What you need to do: Where a line of the material contains the string "below", copy that line.

═════ Task material ═════

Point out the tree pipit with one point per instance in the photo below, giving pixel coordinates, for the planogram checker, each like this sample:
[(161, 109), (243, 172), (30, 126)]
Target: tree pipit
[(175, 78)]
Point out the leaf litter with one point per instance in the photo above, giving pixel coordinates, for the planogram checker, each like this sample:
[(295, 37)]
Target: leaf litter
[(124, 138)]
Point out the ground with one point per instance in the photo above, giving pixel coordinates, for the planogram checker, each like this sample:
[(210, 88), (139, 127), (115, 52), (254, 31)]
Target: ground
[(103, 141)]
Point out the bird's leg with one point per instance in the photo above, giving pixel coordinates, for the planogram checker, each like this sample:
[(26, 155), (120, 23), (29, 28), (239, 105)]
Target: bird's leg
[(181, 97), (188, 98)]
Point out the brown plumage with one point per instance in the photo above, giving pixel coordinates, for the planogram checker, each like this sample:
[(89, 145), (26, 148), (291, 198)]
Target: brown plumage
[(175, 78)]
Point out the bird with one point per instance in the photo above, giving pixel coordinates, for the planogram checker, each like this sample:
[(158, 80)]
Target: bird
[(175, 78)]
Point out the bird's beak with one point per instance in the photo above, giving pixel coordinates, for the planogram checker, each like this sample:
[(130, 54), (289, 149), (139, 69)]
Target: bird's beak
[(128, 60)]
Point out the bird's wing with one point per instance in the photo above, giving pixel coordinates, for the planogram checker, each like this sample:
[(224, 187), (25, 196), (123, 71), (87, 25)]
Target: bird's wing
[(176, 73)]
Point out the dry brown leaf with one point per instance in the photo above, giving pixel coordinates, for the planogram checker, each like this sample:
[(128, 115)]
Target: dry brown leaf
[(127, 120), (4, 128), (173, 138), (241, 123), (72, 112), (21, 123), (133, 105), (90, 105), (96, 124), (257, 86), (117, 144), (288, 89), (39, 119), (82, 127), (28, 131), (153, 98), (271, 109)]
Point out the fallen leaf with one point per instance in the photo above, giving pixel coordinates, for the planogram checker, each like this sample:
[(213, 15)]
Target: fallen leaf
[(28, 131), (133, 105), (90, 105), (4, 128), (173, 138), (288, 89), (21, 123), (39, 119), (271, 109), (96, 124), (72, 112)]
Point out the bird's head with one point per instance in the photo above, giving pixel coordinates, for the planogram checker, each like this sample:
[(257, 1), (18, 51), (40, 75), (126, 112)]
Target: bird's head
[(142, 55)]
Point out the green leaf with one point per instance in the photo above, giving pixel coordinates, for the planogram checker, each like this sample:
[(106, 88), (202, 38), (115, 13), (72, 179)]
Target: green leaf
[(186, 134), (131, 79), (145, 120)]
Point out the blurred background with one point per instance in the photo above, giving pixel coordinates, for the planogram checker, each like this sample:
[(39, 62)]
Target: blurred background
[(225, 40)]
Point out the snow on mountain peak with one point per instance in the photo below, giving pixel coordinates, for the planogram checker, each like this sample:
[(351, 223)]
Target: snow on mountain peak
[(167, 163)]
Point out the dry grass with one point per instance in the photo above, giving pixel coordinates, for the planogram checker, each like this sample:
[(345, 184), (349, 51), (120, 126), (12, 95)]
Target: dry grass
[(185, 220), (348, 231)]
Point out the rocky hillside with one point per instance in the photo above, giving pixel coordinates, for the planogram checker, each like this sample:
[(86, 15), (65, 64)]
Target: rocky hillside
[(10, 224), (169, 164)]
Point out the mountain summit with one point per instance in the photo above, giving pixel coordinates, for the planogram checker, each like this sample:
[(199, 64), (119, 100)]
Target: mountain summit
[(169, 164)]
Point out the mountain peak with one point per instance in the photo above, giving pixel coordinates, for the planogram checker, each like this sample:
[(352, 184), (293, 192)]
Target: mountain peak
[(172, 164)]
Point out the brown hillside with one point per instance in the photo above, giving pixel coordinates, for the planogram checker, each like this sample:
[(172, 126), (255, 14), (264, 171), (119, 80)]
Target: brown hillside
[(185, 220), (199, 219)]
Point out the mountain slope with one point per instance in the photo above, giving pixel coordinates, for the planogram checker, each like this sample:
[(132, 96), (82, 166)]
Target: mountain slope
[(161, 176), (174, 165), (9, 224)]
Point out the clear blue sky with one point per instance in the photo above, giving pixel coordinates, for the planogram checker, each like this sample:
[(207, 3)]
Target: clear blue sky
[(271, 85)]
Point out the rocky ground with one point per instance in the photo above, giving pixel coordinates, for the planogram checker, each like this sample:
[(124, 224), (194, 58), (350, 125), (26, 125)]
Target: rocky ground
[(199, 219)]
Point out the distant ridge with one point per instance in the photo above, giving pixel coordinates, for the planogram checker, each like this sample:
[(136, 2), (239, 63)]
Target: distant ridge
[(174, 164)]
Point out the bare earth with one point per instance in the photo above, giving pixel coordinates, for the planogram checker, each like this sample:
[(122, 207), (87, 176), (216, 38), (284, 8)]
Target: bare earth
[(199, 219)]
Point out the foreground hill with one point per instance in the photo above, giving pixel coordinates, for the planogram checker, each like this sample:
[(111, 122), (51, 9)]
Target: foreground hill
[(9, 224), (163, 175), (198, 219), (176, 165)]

═════

Result of the task:
Point out the tree pipit with one point per instance in the photo below, giving pixel coordinates, for the planogram checker, each like this sample:
Point out the snow on mountain peak with one point per instance in the photo below, giving pixel coordinates, for the planogram checker, each like this sample:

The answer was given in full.